◆ **Set task**
Copy every record word for word.
——
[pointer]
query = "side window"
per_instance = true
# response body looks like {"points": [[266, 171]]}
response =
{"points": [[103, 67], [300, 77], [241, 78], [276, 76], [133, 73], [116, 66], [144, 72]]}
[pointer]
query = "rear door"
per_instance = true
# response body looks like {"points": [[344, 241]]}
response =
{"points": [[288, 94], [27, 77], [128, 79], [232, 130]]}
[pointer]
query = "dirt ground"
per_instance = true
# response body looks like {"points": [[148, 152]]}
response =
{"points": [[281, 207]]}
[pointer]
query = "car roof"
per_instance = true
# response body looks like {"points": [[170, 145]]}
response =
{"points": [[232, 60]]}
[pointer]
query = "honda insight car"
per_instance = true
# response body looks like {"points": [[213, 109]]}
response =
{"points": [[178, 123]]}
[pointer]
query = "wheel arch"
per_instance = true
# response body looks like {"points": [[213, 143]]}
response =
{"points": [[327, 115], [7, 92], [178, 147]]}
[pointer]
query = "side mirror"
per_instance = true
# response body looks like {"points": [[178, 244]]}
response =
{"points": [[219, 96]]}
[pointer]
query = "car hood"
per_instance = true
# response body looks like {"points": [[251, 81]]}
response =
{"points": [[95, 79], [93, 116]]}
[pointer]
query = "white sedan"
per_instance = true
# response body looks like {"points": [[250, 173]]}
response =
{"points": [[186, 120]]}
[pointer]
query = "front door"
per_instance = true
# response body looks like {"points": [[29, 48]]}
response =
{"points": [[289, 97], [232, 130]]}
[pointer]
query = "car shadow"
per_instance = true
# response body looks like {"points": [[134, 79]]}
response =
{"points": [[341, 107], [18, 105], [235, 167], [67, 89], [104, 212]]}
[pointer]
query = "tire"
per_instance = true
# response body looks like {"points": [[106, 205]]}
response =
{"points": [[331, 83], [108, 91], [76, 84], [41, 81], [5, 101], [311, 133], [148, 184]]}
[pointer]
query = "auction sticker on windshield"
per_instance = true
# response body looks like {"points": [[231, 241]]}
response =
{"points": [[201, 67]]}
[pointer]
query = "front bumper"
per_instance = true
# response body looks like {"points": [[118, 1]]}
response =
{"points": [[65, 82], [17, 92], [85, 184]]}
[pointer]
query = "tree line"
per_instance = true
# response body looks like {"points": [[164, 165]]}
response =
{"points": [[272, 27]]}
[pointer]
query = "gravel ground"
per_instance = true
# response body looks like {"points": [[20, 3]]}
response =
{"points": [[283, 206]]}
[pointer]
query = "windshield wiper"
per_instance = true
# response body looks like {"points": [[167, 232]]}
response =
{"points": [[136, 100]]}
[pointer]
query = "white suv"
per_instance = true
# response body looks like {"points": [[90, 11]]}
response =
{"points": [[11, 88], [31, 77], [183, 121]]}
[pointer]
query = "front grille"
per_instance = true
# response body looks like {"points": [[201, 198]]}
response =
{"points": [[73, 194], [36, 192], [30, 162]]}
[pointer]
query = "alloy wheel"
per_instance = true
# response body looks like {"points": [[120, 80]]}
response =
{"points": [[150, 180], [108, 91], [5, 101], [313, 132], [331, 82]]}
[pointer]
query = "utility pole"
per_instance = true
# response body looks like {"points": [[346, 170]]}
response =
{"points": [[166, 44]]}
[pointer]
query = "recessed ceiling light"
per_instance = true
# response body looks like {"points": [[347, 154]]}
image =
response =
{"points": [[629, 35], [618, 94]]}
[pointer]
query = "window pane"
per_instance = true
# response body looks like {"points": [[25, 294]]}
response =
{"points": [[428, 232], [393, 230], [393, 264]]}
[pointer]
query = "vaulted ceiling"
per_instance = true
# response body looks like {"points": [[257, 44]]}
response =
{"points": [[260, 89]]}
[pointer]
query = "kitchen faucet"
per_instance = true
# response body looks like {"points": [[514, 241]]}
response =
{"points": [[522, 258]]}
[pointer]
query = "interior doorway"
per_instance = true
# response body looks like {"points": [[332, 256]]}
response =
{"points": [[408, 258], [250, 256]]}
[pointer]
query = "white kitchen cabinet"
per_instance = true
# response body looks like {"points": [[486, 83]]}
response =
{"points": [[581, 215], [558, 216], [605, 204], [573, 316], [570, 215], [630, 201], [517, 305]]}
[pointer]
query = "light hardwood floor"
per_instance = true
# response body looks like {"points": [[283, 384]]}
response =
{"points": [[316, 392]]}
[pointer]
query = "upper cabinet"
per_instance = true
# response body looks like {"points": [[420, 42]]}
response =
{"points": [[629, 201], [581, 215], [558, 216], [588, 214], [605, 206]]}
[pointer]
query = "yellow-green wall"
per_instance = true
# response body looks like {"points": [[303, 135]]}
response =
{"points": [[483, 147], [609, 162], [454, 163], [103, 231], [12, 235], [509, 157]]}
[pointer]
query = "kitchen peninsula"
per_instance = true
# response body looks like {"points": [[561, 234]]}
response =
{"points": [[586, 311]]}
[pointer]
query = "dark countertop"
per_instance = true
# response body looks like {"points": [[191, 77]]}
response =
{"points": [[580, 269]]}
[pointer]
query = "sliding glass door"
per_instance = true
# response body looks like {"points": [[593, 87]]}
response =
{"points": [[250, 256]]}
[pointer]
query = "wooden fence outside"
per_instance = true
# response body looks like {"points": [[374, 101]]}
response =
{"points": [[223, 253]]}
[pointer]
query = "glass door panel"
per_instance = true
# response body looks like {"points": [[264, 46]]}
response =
——
◆ **Reply**
[pointer]
query = "side window"
per_instance = true
# response body looks like {"points": [[266, 171]]}
response =
{"points": [[103, 67], [300, 77], [241, 78], [276, 76], [133, 73], [116, 66], [144, 72]]}
[pointer]
query = "rear door"
per_instance = true
# response body looks like {"points": [[344, 241]]}
response =
{"points": [[288, 94], [27, 77], [128, 79], [232, 130]]}
[pointer]
query = "dirt ground"
per_instance = true
# response body looks like {"points": [[148, 152]]}
response =
{"points": [[281, 207]]}
[pointer]
query = "car roof"
per_instance = true
# response body looks like {"points": [[170, 145]]}
response =
{"points": [[232, 60]]}
[pointer]
query = "honda insight car"
per_instance = true
# response body looks like {"points": [[213, 109]]}
response =
{"points": [[178, 123]]}
[pointer]
query = "wheel arch"
per_instance = true
# response body looks like {"points": [[213, 143]]}
response =
{"points": [[327, 115], [7, 92], [178, 147]]}
[pointer]
query = "side mirror"
per_instance = true
# response body looks like {"points": [[178, 244]]}
response =
{"points": [[219, 96]]}
[pointer]
query = "car hood"
per_instance = true
# response body looks like {"points": [[251, 81]]}
response =
{"points": [[95, 79], [93, 116]]}
[pointer]
query = "white sedan"
per_instance = true
# response body looks like {"points": [[250, 173]]}
response =
{"points": [[186, 120]]}
[pointer]
query = "front door"
per_instance = true
# response body looks like {"points": [[29, 48]]}
response =
{"points": [[289, 97], [232, 130]]}
[pointer]
query = "car shadow"
per_instance = true
# response body looks like {"points": [[134, 79]]}
response =
{"points": [[341, 107], [18, 105], [235, 167], [67, 89], [104, 212]]}
[pointer]
query = "tire"
per_instance = true
# response body looks like {"points": [[106, 205]]}
response =
{"points": [[331, 83], [108, 91], [76, 84], [41, 81], [5, 101], [311, 133], [148, 184]]}
[pointer]
query = "auction sticker on windshield"
per_instance = true
# response body looks like {"points": [[231, 241]]}
response =
{"points": [[201, 67]]}
[pointer]
query = "front bumper"
per_instance = true
# response body looks like {"points": [[118, 1]]}
response =
{"points": [[65, 82], [17, 92], [85, 184]]}
[pointer]
query = "tree line"
per_instance = true
# response body looks like {"points": [[164, 165]]}
response =
{"points": [[272, 27]]}
[pointer]
query = "gravel ground"
per_instance = true
# response body looks like {"points": [[20, 3]]}
response =
{"points": [[283, 206]]}
[pointer]
query = "windshield wiper"
per_instance = true
# response body looks like {"points": [[167, 232]]}
response =
{"points": [[136, 100]]}
[pointer]
query = "white suv"
per_instance = true
# response body looks like {"points": [[90, 11]]}
response =
{"points": [[11, 88], [31, 77], [183, 121]]}
[pointer]
query = "front grille"
per_instance = true
# response body looks like {"points": [[201, 198]]}
response =
{"points": [[73, 194], [36, 192], [30, 162]]}
[pointer]
query = "alloy wheel"
per_instance = true
# response body looks like {"points": [[120, 80]]}
response =
{"points": [[150, 180], [108, 91], [5, 101], [313, 132], [331, 82]]}
[pointer]
query = "utility pole"
per_instance = true
# response body looks like {"points": [[346, 170]]}
response =
{"points": [[166, 44]]}
[pointer]
query = "recessed ceiling light"
per_instance = true
# response body looks like {"points": [[347, 154]]}
image =
response =
{"points": [[629, 35], [618, 94]]}
[pointer]
query = "window pane"
per_instance = true
# response body looks like {"points": [[25, 294]]}
response =
{"points": [[428, 232], [393, 230], [393, 264]]}
[pointer]
query = "vaulted ceiling"
per_instance = true
# response body looks like {"points": [[257, 44]]}
response =
{"points": [[260, 89]]}
[pointer]
query = "kitchen faucet"
per_instance = true
# response body looks like {"points": [[514, 241]]}
response =
{"points": [[522, 258]]}
[pointer]
query = "interior doorway"
per_instance = true
# response body looks like {"points": [[332, 256]]}
response =
{"points": [[408, 258], [250, 256]]}
[pointer]
query = "white kitchen cabinet"
per_instance = true
# response body looks like {"points": [[486, 83]]}
response =
{"points": [[581, 215], [558, 216], [605, 204], [573, 316], [570, 215], [630, 201], [517, 305]]}
[pointer]
query = "light hardwood floor"
per_instance = true
# response body looks like {"points": [[283, 384]]}
response =
{"points": [[316, 392]]}
[pointer]
query = "upper cabinet"
per_instance = true
# response body looks like {"points": [[420, 42]]}
response =
{"points": [[629, 201], [581, 215], [558, 216], [588, 214], [605, 206]]}
[pointer]
query = "yellow-green wall"
per_instance = true
# response body looks like {"points": [[303, 135]]}
response =
{"points": [[483, 147], [609, 162], [454, 163], [103, 231], [12, 235], [509, 157]]}
[pointer]
query = "kitchen peninsula"
per_instance = true
# response body looks like {"points": [[561, 234]]}
response =
{"points": [[586, 311]]}
[pointer]
query = "dark countertop"
per_instance = true
# response body looks like {"points": [[191, 77]]}
response =
{"points": [[580, 269]]}
[pointer]
query = "sliding glass door"
per_instance = true
# response body looks like {"points": [[593, 87]]}
response =
{"points": [[250, 256]]}
[pointer]
query = "wooden fence outside"
per_instance = true
# response body looks like {"points": [[374, 101]]}
response =
{"points": [[223, 253]]}
[pointer]
query = "glass door panel"
per_instance = true
# response body looks like {"points": [[264, 46]]}
response =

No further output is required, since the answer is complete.